Collect all lines from the listing that include the string "grass".

━━━━━━━━━━━━━━━━━━━━

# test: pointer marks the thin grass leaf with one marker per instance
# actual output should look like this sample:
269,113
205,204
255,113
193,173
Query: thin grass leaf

━━━━━━━━━━━━━━━━━━━━

_Problem solution_:
# test: pointer marks the thin grass leaf with one marker per instance
Query: thin grass leaf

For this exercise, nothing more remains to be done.